━━ Okuma Metni

TARİH VE KÜLTÜRÜ İLE SELANİK
Türkiye Cumhuriyeti tarihini okurken, daha ilkokul tarih kitaplarından, ülkemizin kurucusu Mustafa Kemal Atatürk ve doğum yeri olan Selanik şehrini gıyaben tanımıştık.
Kültürel zenginliği, çeşitli festivalleri, etkinlikleri ve canlı kültürel yaşamıyla öne çıkan Selanik, Atatürk Müze Evi'nin yanı sıra diğer Osmanlı Eserleri ile sanki bizden biri gibi.
Oysa, Yunanistan'la ilgili gezilerimize ağustos 2015'te Rodos Adası ile başlamıştık. Eylül 2016'da Sakız, eylül 2017'de Sisam (Samos), mayıs 2017'de Attika Yarımadası ve Atina ile devam etmişti. Rodos ve Atina'da birer hafta konaklamıştık.
Osmanlı hakimiyetine 1430’da girip, 1912 Balkan Savaşları’na dek, yaklaşık beş yüzyıl Osmanlı İmparatorluğu'nun önemli bir liman şehri olan Selanik şehrini 21 Aralık 2024 Cumartesi günü görme fırsatı vardı önümüzde.
LeggoTur'un bir gece konaklamalı 2 günlük ekonomik Selanik-Kavala turunu görünce, eşim ve kayınbiraderimin de katılımıyla tura katılmaya karar verdik.
İstanbul'dan 20 aralık cuma günü saat 21:40'ta hareket ettik yol boyunca diğer tur konuklarını da toplayarak. Bütün katılımcılar toplandıktan sonra yaklaşık 300 km yol alarak İpsala Sınır kapısında olacaktık. Rehberimiz Murat bey 4 saatten fazla sürecek olan bu yolculukta Yunanistan ve Selanik şehrinin coğrafi, kültürü ve tarihi ile ilgili özet bilgi vermeye başladı.

━━━━

- [Görev Listesi]
**A.** Selanik gezisi metninin "LeggoTur'un bir gece" ifadesinden başlayıp "katılmaya karar verdik." ifadesi de dahil olmak üzere biten bölümünü, "kayınbiraderimin" sözcüğünü "kardeşimin" ile değiştirerek yeniden yazınız.
**B.** Selanik gezisi metnine göre Selanik hangi yılda Osmanlı hakimiyetine girmiştir?
**C.** Selanik gezisi metnini son cümleden sonra kaldığı yerden sürdürünüz.
Aşağıdaki malzemenin okuma metniyle herhangi bir ilgisi bulunmamaktadır.

━━ Gösterilen Malzeme

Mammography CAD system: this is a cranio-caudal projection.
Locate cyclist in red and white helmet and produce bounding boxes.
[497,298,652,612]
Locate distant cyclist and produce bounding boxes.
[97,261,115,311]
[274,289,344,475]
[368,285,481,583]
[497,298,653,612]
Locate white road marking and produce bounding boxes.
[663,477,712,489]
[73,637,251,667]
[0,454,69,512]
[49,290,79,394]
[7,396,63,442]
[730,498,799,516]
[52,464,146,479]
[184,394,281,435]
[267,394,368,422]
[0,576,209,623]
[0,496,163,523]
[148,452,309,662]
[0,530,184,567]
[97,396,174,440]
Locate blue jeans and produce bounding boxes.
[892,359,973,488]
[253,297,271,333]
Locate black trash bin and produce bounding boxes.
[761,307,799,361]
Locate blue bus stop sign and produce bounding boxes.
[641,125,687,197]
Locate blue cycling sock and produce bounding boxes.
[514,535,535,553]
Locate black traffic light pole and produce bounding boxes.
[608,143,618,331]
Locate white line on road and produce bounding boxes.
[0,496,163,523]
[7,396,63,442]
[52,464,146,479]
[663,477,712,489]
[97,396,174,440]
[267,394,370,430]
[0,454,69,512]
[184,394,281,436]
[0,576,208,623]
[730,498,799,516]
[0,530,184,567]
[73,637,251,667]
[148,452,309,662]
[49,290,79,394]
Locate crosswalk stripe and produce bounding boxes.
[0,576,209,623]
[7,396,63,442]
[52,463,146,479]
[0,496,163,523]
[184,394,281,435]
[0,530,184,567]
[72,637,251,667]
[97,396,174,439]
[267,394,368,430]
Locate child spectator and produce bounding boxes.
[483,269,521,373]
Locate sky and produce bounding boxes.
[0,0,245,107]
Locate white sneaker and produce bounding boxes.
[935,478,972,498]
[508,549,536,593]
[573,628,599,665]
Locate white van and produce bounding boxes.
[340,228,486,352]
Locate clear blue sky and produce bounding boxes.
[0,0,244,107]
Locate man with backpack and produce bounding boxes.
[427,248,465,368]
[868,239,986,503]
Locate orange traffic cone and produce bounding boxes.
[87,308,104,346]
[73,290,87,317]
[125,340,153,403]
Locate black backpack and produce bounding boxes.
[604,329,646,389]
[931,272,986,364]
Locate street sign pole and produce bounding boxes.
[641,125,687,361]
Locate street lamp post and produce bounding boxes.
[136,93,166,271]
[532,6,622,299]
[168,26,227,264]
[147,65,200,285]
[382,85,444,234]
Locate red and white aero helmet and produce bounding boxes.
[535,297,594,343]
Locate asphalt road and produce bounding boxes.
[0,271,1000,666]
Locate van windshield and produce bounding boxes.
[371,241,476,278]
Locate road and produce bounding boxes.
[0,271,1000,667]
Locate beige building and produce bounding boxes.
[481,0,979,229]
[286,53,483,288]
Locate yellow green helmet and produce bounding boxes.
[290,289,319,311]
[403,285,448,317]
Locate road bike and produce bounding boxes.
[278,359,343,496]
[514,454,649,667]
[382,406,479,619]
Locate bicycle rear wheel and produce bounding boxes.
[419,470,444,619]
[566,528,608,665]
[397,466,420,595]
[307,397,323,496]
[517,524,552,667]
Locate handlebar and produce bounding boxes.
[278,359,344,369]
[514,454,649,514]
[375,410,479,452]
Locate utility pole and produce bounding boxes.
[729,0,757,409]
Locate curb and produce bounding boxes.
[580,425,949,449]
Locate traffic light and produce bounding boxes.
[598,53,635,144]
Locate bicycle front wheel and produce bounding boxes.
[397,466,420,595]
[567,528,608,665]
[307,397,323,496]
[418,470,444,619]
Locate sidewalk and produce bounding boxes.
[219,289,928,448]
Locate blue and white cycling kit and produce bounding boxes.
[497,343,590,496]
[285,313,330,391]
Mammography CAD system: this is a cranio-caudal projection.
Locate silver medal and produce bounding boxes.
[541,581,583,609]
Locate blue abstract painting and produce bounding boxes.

━━━━

- [Görev Yanıtları]
**A.**
LeggoTur'un bir gece konaklamalı 2 günlük ekonomik Selanik-Kavala turunu görünce, eşim ve kardeşimin de katılımıyla tura katılmaya karar verdik.

**B.** Selanik, 1430'da Osmanlı hakimiyetine girmiştir.

**C.**
Selanik; Yunanistan'ın kuzeyinde, Ege Denizi'nin kuzeybatı köşesinde, Termaikos Körfezi'nde yer almaktadır. Tarihi ve kültürel açıdan zengin bir şehir olan Selanik, Makedonya bölgesinin başkenti olup, Yunanistan'ın en büyük ikinci şehridir.
Roma'yı Doğu Roma İmparatorluğu Başkenti Konstantinopolis'e bağlayan 1120 km uzunluğundaki Egnatia Yolu üzerinde bulunan Selanik, Avrupa ve Asya arası ticarette önemli bir merkezdi tarihi boyunca.
Selanik Körfezi'nin kuzey ucunda, korunaklı bir koyda kurulan şehri çevreleyen alanlar, arkadaki dağlara doğru yavaş yavaş yükselir. Selanik Limanının oldukça korunaklı olması, gemilerin kolaylıkla demirleme ve barınmasını sağlaması, Liman Şehri Selanik olmasını sağlamıştır.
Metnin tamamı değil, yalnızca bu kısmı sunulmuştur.